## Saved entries
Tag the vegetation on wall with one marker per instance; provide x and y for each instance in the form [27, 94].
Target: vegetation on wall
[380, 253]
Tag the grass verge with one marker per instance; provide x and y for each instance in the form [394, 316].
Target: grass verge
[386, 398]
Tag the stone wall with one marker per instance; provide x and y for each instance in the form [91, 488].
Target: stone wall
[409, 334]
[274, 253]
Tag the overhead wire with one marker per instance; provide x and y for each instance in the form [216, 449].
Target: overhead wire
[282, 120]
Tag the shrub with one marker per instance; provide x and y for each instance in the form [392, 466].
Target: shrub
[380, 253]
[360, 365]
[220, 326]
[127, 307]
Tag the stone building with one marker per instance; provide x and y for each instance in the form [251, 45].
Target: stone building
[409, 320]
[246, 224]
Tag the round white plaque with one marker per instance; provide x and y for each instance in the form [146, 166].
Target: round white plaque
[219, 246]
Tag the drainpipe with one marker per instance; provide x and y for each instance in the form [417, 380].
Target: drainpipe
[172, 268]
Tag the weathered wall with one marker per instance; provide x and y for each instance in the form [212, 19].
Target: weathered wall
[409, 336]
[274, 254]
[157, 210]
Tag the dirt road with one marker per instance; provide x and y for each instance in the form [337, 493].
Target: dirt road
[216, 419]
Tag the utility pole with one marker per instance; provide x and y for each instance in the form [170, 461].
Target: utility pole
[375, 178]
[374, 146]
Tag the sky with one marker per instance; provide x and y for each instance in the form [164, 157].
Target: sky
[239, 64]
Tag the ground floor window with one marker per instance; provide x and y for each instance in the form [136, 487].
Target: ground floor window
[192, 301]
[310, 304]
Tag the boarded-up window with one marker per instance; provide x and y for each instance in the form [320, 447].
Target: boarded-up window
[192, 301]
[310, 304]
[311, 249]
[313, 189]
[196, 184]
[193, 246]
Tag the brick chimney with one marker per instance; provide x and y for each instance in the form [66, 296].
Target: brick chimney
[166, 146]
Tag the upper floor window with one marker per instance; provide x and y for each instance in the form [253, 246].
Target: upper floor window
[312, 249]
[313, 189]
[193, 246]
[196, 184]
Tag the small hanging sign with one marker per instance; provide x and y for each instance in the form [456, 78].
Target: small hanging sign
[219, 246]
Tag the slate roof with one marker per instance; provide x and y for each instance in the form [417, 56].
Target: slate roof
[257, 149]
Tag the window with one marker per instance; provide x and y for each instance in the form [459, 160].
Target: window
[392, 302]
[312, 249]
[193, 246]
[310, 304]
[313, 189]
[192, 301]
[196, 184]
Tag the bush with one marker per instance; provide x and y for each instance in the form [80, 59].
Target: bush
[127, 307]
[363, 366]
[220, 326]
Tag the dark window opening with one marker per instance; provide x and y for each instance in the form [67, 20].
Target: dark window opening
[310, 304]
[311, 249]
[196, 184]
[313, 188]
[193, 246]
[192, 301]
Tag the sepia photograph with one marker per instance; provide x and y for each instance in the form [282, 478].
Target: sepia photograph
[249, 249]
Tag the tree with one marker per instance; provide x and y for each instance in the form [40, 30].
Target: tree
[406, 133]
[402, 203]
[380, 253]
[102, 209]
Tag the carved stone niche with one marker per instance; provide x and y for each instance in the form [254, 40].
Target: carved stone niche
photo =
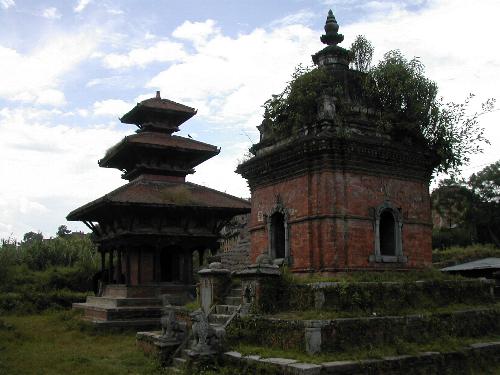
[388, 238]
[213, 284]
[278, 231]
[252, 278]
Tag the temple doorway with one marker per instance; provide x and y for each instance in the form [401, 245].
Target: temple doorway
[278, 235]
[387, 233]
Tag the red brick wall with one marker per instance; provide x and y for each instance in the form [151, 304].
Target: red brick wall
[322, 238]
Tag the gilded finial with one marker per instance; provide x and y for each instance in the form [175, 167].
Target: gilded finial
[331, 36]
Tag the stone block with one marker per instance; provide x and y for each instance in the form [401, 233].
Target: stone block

## Description of the task
From the records above, give again exactly the lines running from the line with "Target: overhead wire" to the line with "Tag the round", inclusive.

## Solution to this exercise
Target: overhead wire
[282, 120]
Tag the shrub with one marker per instance; provide x and y for each instance in the form [392, 466].
Target: shrub
[380, 253]
[360, 365]
[220, 326]
[127, 307]
Tag the stone building with one marker per instance; provide x and y for each instance in the form [251, 45].
Target: stone building
[409, 320]
[246, 224]
Tag the round white plaque with one marker per instance; provide x and y for each instance in the form [146, 166].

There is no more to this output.